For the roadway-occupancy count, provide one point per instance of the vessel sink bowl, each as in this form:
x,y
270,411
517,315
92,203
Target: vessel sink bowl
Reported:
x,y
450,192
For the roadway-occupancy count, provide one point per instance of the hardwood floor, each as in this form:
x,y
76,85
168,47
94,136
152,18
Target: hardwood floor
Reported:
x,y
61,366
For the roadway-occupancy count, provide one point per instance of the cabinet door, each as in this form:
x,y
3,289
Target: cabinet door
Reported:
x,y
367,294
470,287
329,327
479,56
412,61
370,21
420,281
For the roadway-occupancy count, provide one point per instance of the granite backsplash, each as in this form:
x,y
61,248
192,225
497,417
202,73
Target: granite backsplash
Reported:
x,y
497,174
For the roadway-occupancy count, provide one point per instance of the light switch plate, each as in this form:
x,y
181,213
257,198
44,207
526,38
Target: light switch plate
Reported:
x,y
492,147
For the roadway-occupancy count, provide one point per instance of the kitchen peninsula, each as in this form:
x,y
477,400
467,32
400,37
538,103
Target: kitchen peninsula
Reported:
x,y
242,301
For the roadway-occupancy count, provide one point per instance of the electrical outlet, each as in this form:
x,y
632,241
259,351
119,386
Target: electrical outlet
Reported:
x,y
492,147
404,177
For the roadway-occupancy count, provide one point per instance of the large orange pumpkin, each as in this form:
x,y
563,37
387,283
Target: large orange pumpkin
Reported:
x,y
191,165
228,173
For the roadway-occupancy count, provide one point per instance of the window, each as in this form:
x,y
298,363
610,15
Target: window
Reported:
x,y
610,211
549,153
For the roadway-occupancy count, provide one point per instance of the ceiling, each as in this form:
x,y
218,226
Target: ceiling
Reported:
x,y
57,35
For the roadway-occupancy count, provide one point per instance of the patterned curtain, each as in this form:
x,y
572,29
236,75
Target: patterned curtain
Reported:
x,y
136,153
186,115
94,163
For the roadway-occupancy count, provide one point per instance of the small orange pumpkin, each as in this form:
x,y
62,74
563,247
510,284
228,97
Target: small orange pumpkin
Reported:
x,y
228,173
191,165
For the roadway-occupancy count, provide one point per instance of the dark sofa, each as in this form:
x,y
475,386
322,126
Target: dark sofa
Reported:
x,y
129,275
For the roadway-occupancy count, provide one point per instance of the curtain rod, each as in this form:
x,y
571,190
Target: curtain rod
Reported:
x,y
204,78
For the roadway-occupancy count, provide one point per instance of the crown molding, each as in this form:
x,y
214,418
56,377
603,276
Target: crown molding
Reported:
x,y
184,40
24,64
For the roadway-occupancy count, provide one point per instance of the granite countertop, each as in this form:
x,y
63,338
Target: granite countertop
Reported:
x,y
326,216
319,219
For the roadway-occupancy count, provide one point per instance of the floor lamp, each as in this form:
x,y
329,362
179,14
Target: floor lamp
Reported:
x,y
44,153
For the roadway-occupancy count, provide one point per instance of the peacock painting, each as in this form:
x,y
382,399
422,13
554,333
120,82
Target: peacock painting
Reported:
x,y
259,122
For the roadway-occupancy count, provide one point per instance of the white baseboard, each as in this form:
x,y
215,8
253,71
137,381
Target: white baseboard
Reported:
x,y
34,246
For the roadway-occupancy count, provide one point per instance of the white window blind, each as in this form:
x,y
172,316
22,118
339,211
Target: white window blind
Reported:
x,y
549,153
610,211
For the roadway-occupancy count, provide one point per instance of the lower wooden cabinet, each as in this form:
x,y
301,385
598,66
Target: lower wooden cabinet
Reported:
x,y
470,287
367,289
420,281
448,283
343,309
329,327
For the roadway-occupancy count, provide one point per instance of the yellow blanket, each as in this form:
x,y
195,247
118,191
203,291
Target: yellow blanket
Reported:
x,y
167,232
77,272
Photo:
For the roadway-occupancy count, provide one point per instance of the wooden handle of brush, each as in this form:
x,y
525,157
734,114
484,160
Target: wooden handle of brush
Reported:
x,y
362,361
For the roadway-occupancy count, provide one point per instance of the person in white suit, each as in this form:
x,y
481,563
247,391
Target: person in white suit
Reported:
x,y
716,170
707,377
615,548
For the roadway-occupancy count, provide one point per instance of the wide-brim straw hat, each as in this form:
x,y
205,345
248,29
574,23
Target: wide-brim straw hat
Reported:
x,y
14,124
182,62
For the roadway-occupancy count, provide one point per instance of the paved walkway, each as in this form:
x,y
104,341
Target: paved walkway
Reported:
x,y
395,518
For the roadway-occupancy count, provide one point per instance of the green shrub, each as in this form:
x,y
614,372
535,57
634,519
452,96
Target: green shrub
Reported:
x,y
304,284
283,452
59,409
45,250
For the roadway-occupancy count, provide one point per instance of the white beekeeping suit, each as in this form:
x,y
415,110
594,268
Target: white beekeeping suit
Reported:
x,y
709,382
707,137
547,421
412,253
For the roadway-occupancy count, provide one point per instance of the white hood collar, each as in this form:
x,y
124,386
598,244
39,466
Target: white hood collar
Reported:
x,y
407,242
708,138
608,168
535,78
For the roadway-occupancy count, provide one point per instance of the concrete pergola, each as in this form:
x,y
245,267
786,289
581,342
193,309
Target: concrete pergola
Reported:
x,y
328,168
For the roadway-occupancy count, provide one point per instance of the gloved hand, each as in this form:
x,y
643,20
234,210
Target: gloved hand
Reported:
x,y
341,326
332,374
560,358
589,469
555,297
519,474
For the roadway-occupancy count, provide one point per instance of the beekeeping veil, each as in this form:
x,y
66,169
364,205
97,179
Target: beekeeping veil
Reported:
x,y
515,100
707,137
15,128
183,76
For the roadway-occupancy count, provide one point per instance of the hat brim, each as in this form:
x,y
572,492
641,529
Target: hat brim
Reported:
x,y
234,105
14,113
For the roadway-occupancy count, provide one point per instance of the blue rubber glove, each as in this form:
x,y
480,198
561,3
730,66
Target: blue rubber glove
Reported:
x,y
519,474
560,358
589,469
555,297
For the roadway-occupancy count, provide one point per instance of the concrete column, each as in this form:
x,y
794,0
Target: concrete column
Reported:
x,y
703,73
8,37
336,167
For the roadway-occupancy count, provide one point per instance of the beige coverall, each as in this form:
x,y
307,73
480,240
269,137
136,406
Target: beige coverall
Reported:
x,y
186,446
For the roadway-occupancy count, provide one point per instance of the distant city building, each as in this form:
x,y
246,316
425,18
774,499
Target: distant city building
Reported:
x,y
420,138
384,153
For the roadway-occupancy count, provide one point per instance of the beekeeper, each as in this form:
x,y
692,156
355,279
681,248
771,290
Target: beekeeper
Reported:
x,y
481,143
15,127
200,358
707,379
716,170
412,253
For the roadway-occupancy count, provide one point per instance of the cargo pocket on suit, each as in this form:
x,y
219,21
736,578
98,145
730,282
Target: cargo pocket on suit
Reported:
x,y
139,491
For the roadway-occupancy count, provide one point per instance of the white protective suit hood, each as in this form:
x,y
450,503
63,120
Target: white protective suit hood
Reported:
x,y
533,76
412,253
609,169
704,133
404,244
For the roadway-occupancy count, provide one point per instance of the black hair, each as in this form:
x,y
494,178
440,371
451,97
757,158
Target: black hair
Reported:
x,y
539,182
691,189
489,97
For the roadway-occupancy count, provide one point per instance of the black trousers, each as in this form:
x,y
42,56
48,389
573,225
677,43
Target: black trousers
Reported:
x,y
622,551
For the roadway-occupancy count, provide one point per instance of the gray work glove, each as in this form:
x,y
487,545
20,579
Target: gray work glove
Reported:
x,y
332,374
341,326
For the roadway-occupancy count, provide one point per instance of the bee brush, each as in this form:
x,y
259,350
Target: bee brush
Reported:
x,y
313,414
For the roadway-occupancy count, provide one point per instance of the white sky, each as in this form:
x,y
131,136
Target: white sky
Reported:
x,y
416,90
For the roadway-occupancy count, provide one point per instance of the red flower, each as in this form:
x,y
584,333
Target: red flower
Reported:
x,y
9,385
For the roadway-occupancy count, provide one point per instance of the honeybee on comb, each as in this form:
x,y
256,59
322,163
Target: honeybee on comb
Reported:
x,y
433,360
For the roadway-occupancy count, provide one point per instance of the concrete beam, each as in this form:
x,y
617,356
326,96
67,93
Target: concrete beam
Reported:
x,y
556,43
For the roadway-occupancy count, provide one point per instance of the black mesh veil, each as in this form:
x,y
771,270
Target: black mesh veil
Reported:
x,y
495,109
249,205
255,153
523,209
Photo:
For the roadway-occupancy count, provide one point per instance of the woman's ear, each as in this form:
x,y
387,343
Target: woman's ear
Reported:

━━━━

● **Instructions for the task**: Please repeat the lines of the material starting at the line containing "red flower, each" and ending at the end of the material, switching "concrete beam" to "steel beam" and leaving everything else unchanged.

● **Finished task**:
For the roadway-occupancy count, provide one point per instance of the red flower, each as in this form:
x,y
584,333
Target: red flower
Reported:
x,y
9,385
For the roadway-occupancy count, provide one point per instance of the honeybee on comb, each as in this form:
x,y
256,59
322,163
Target: honeybee on comb
Reported:
x,y
433,360
For the roadway-occupancy count, provide one point per instance of the steel beam, each as in this form:
x,y
617,356
326,96
67,93
Target: steel beam
Reported:
x,y
556,43
For the roadway-occupancy count, provide one point per instance of the black mesh veil, each as in this form:
x,y
771,270
Target: black mesh veil
Reported:
x,y
495,109
249,205
255,153
523,209
Photo:
For the roadway-occupancy count, provide one point per instance of the woman's ear, each as in this form:
x,y
387,343
Target: woman's ear
Reported:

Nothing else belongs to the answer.